Record set
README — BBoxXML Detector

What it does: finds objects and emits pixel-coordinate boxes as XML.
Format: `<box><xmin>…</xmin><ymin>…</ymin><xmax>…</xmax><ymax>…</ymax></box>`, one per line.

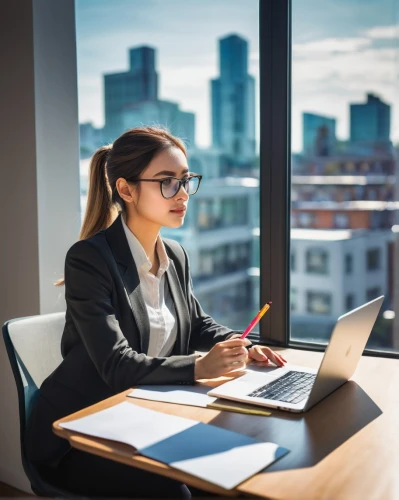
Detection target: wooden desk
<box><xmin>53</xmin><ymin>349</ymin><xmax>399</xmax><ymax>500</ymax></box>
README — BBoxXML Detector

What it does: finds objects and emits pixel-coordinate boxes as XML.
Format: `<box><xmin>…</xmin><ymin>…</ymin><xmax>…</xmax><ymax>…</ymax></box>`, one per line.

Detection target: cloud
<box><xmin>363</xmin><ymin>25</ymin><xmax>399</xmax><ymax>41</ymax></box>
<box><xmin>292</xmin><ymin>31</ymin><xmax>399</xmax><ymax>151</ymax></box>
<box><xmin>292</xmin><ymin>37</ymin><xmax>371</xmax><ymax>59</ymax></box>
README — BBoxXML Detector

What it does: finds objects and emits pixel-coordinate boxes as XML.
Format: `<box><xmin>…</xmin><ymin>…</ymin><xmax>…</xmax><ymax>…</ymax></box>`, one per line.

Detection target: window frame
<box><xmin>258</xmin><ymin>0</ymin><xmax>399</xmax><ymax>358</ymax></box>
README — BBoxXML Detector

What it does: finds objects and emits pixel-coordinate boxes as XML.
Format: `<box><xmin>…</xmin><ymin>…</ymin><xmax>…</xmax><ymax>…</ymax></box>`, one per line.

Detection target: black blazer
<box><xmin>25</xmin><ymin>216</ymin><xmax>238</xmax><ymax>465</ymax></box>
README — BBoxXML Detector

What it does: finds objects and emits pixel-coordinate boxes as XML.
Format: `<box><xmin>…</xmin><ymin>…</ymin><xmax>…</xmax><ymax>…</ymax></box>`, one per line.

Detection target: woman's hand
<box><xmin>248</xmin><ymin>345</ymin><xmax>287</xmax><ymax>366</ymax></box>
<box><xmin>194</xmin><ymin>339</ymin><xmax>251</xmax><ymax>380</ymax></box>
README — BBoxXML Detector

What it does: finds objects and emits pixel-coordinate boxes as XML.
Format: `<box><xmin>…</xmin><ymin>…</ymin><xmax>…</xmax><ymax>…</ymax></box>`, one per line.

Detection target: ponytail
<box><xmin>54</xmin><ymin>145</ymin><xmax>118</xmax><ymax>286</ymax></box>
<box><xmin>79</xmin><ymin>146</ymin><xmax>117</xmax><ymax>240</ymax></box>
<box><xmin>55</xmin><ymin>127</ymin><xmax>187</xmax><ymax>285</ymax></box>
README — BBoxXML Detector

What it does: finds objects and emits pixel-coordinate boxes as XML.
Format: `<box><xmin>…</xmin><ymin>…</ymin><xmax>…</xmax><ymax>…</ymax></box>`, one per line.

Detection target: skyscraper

--

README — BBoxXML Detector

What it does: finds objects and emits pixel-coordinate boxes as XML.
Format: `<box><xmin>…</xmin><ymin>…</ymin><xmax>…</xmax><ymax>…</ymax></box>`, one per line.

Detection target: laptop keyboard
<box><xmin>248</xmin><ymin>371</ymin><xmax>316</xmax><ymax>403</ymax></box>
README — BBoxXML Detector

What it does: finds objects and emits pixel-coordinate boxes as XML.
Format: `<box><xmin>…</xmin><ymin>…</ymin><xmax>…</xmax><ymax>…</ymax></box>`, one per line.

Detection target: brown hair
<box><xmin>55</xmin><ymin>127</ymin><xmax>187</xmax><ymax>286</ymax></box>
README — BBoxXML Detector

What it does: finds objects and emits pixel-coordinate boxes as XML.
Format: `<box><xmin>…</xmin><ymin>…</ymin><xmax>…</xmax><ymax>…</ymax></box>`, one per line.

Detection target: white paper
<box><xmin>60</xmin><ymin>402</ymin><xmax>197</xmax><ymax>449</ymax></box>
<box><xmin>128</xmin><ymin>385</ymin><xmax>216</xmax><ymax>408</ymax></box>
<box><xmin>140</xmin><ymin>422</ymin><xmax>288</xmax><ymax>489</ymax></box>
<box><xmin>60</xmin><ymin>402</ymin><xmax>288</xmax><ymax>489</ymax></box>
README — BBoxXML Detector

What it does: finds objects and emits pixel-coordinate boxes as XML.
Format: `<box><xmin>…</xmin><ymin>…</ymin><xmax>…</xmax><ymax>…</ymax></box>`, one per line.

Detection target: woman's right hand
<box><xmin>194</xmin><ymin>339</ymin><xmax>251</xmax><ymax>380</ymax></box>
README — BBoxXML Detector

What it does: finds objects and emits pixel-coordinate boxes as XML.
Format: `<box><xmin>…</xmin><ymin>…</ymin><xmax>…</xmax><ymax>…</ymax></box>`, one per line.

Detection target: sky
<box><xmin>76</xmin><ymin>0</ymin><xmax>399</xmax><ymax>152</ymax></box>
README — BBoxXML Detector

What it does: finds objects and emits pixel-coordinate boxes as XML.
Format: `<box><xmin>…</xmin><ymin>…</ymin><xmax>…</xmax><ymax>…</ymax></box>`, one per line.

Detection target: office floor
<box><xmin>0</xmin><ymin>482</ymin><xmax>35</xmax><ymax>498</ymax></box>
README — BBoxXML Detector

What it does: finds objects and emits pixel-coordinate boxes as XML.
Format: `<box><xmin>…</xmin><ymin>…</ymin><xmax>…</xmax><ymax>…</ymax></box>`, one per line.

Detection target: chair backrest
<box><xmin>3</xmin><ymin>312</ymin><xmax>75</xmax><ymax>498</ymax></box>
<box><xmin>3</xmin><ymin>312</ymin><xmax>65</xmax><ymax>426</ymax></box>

Stated task
Pick out every line in the entries above that contains the word "woman" and copy each of those lines in full.

Result
Detection target: woman's hand
Detection target: woman's right hand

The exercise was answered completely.